TASK DIRECTIONS: Turn every line of the records below into a numbered list, dropping any blank lines.

RECORD EXCERPTS:
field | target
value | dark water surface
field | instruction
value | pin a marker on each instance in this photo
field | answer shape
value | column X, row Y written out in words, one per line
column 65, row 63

FULL OUTPUT:
1. field | target
2. value | dark water surface
3. field | instruction
4. value | pin a marker on each instance in this photo
5. field | answer shape
6. value | column X, row Y written out in words, one per line
7. column 65, row 63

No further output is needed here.